» EXERCISE DETAILS: Lay out the data from the line containing "Target: green tree" through the end of the data, inclusive, as a Markdown table with the columns "Row" and "Line", leaving out blank lines.

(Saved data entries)
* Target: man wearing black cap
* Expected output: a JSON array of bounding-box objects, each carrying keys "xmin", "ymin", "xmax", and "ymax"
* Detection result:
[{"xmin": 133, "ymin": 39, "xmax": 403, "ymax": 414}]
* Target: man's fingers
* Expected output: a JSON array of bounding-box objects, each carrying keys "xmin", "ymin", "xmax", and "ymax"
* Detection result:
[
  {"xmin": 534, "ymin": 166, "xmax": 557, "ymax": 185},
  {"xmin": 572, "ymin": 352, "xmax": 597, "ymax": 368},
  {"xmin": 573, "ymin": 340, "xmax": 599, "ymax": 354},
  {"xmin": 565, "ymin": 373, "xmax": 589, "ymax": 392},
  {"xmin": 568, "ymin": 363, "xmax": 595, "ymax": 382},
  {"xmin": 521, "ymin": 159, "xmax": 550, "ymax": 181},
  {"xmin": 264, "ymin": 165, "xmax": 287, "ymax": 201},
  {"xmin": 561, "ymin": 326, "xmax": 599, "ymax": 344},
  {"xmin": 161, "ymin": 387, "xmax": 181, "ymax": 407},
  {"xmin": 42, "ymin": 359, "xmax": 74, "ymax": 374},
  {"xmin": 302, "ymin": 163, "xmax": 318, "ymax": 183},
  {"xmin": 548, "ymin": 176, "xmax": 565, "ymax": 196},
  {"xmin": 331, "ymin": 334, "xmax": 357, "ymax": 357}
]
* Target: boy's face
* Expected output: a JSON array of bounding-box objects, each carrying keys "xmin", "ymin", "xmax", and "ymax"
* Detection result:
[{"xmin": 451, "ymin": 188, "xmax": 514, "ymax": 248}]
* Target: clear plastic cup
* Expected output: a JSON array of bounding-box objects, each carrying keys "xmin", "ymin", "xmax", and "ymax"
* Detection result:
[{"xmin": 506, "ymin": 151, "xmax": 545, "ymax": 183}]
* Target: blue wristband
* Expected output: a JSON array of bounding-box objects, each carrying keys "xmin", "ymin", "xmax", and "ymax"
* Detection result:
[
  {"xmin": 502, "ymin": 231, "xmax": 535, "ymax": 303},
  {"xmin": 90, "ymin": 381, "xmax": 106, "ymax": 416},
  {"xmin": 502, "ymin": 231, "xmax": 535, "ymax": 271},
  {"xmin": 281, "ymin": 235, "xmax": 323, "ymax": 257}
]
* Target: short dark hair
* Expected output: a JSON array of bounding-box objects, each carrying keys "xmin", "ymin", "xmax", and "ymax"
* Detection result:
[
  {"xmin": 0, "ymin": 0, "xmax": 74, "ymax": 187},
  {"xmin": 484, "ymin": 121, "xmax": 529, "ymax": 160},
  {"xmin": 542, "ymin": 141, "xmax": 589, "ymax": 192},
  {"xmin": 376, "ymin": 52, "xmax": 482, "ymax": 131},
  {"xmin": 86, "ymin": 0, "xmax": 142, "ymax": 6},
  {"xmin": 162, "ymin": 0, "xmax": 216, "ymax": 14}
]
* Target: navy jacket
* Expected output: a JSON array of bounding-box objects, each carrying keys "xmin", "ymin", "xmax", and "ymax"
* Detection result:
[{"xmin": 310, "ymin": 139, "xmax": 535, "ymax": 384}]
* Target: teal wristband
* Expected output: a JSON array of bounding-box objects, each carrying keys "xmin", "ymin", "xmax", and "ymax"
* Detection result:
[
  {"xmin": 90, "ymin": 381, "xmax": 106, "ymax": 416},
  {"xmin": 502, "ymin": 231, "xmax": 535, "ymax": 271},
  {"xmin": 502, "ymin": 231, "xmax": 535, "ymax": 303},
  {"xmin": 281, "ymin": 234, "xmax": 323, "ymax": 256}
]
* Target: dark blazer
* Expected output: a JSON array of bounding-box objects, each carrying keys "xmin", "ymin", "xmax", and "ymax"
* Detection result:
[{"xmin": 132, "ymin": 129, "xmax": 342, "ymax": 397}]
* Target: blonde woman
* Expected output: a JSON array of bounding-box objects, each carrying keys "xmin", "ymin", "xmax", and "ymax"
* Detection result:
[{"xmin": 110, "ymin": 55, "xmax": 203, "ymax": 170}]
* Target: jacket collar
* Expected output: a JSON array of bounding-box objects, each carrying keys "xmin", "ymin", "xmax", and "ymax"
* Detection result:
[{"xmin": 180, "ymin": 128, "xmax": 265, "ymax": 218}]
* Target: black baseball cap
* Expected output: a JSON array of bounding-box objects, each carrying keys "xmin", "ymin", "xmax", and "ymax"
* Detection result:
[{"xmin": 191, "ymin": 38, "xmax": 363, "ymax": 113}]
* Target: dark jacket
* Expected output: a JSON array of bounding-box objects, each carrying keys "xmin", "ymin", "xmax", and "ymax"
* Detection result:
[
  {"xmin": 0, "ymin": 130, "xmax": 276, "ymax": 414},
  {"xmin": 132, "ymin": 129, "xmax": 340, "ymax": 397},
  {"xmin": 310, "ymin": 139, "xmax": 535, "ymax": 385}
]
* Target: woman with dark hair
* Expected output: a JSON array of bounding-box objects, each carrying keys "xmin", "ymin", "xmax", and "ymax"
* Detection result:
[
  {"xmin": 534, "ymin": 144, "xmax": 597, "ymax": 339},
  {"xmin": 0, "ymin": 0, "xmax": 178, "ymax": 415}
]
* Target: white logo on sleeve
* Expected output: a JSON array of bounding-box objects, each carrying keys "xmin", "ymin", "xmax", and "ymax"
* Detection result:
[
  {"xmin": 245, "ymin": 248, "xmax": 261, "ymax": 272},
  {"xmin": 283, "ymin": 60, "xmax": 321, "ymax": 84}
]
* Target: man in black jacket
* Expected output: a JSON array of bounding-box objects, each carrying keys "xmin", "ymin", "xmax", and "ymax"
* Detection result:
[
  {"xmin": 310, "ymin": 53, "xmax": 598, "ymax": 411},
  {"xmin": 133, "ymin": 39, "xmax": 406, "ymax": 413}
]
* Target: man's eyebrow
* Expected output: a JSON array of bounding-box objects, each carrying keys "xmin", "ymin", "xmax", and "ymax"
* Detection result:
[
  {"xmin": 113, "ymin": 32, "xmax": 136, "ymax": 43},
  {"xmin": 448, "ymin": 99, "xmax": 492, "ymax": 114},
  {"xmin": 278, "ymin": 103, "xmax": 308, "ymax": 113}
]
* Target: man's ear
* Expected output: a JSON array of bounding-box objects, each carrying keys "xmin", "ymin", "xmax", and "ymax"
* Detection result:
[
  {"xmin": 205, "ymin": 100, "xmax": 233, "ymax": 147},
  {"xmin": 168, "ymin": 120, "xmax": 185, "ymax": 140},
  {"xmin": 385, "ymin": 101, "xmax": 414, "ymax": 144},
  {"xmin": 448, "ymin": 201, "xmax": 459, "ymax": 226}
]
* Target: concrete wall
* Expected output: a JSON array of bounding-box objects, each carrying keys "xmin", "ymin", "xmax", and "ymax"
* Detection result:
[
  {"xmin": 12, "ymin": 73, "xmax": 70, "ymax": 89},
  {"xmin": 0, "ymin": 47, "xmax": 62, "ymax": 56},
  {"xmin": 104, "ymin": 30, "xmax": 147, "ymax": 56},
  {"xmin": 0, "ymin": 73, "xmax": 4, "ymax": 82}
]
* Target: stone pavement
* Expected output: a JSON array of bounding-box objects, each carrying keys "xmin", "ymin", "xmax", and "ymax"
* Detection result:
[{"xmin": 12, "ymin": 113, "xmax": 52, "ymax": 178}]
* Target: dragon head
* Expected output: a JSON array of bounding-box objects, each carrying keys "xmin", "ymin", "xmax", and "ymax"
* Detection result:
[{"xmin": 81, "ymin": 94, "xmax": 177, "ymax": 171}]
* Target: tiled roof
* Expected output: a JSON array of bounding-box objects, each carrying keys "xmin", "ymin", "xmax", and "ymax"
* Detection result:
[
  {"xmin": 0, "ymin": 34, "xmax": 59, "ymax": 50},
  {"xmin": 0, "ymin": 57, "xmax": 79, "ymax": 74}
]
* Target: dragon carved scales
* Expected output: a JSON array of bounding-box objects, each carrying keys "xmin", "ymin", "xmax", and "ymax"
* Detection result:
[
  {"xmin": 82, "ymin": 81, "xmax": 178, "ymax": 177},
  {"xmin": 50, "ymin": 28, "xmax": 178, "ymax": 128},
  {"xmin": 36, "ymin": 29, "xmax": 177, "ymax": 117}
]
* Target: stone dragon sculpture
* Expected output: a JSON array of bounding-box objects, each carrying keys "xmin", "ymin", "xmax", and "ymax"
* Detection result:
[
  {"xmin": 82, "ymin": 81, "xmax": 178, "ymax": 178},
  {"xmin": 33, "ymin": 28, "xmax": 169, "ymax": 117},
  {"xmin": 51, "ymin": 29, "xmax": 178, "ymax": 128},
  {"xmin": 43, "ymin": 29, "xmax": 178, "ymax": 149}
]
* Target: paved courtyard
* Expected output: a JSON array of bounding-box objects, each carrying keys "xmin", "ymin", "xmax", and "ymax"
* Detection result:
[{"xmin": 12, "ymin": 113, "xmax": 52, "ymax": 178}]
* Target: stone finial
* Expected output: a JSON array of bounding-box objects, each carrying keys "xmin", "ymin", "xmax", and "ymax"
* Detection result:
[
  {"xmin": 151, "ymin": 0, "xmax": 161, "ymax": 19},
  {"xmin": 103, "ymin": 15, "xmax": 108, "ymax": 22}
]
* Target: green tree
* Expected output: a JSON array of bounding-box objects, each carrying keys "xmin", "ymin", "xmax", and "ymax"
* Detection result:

» FINISHED EXERCISE:
| Row | Line |
|---|---|
| 1 | * Target: green tree |
| 2 | * Expected output: a JSON array of bounding-box objects, each carrying keys "xmin", "ymin", "xmax", and "ymax" |
| 3 | * Detection result: |